- _Excerpted passage_
☆ ☆ ☆

Executive Employee Contracts Attorney: Drafting, Negotiation, And Violations
The search for an executive-level employee can be challenging and much more complex than the search to fill lower-level positions — and with these higher stakes, breaches of contract or the attempted enforcement of illegal provisions can carry hefty penalties. If you are unfamiliar with the specifics regarding executive employee contract, you should contact a professional. An experienced employee contract attorney can draft executive employee contracts that are airtight because they understand factors affecting enforceability and liability. If you are an executive considering an employment contract, we can help you get the best deal by overseeing the negotiation process.
What types of provisions can or should be included in an executive employee contract?
Like all contracts, an executive employee contract must have consideration on both sides of the transaction to be enforceable. On the employer’s end, this consideration includes the employee’s salary, bonuses, and any fringe benefits. On the employee’s end, this may include non-compete or confidentiality agreements that limit the employee’s ability to discuss or disclose trade secrets, as well as other terms and conditions of employment.
An executive employee contract will usually go beyond the traditional employee contract in scope, as the higher compensation and increased responsibility for these high-level employees can mean the negotiation of additional benefits and contract terms. For example, a search for an executive employee can often be a nationwide one, necessitating the inclusion of relocation expenses or a moving stipend into a contract for employment — employers may legally require the employee to repay a portion or all of any relocation expenses if employment is terminated within a certain period after the move.
In order for the provisions in an executive employee contract to be enforceable, they’ll need to be entered into freely and without coercion or fraud. An employee who waives certain rights or takes action in reliance on a contract entered into under false pretenses may not be bound by the contract; and on the other side of the coin, an employer that offers a contract based in part on certain information the employee represents to be true (but that is false) may have legal grounds to have the contract voided.

☆ ☆ ☆

- _Given data_
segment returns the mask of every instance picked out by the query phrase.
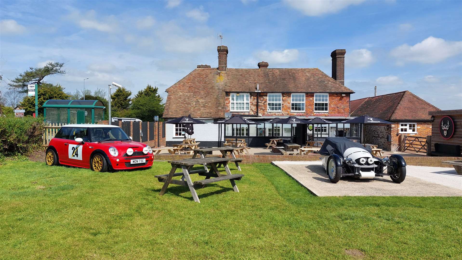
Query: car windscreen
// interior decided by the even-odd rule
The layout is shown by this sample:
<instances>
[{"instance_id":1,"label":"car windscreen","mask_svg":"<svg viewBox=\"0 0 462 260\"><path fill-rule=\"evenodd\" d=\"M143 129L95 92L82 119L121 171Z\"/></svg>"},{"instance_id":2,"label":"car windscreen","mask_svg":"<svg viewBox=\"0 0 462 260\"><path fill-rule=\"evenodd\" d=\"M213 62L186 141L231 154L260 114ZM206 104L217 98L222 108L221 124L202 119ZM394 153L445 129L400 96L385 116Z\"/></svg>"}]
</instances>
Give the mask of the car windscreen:
<instances>
[{"instance_id":1,"label":"car windscreen","mask_svg":"<svg viewBox=\"0 0 462 260\"><path fill-rule=\"evenodd\" d=\"M120 127L91 127L90 134L92 142L129 139L125 132Z\"/></svg>"}]
</instances>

☆ ☆ ☆

- _Tasks to complete_
(1) According to the page on executive employee contracts, what must such a contract have on both sides of the transaction to be enforceable?
(2) Write out the entire listing that comes after the contracts page, line for line, but leave the picture out.
The contracts page and the listing after it are unrelated material.

- _Results in order_
(1) It must have consideration on both sides.

(2)
segment returns the mask of every instance picked out by the query phrase.
Query: car windscreen
// interior decided by the even-odd rule
The layout is shown by this sample:
<instances>
[{"instance_id":1,"label":"car windscreen","mask_svg":"<svg viewBox=\"0 0 462 260\"><path fill-rule=\"evenodd\" d=\"M143 129L95 92L82 119L121 171Z\"/></svg>"},{"instance_id":2,"label":"car windscreen","mask_svg":"<svg viewBox=\"0 0 462 260\"><path fill-rule=\"evenodd\" d=\"M213 62L186 141L231 154L260 114ZM206 104L217 98L222 108L221 124L202 119ZM394 153L445 129L400 96L385 116Z\"/></svg>"}]
</instances>
Give the mask of the car windscreen:
<instances>
[{"instance_id":1,"label":"car windscreen","mask_svg":"<svg viewBox=\"0 0 462 260\"><path fill-rule=\"evenodd\" d=\"M120 127L91 127L90 134L92 142L129 139L125 132Z\"/></svg>"}]
</instances>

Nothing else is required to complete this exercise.